> _Task list_:
1. In the chat excerpt below, how does the three-fifths compromise count a slave for congressional representation?
2. Shorten the line in the chat excerpt below that begins "An incredible number of people" while keeping its main facts.

I do know that that is why it matters, though.
It's like allocating transportation money based on cars on the road instead of cars driven by people who are allowed to vote.
An incredible number of people are not allowed to vote in the American South due to felony records, an overwhelming proportion of whom are black.
It's just one of the ways that the old slavers still retain power there.
I rather meant immigrants who are not citizens.
They still require support from the state.
We rearrange the lines so that each vote in the lower chamber is equal.
It's kind of weird, I know.
@tchrist But they cannot vote.
Neither could slaves.
No, indeed.
03:52
But the slavers still wanted them to count for congressional power.
So the vote of a voter in a slave state counts for more?
Yes.
Hmm is that the original reason behind this?
I wonder how other countries with districts do this.
England?
So the "three-fifths compromise" that was the only way the slave states would vote for the new constitution became one the founding original sins that we are still suffering from.
Without districts, this issue does not exist.
What is this compromise?
03:54
That a slave counts as three-fifths of a person for congressional representation even though they could not vote and were not citizens.

> _Data to examine_:

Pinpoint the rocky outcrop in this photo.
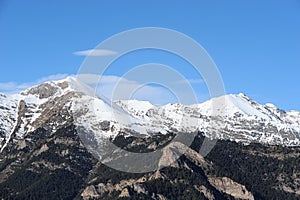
[208,177,254,200]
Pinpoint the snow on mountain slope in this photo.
[0,77,300,152]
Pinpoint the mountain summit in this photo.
[0,77,300,200]
[0,77,300,151]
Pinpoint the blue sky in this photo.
[0,0,300,110]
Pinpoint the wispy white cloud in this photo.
[177,79,205,84]
[73,49,117,56]
[0,74,207,105]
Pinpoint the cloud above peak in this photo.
[73,49,118,57]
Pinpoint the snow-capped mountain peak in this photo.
[0,77,300,150]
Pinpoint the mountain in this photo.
[0,77,300,151]
[0,77,300,199]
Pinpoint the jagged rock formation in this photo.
[0,78,300,199]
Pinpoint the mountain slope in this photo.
[0,77,300,150]
[0,77,300,199]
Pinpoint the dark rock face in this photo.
[23,83,58,99]
[0,122,300,199]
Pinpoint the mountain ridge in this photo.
[0,77,300,151]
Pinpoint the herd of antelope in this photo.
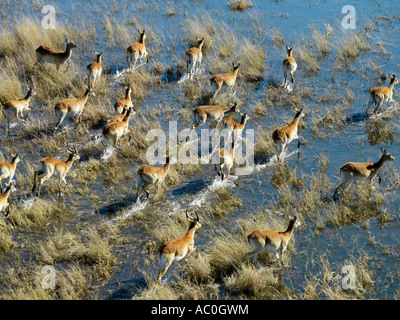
[0,30,399,281]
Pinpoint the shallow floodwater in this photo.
[0,0,400,299]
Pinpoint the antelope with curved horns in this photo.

> _Set of answers_:
1. A slave counts as three-fifths of a person for congressional representation, even though slaves could not vote and were not citizens.

2. Many people in the American South, most of them black, cannot vote because of felony records.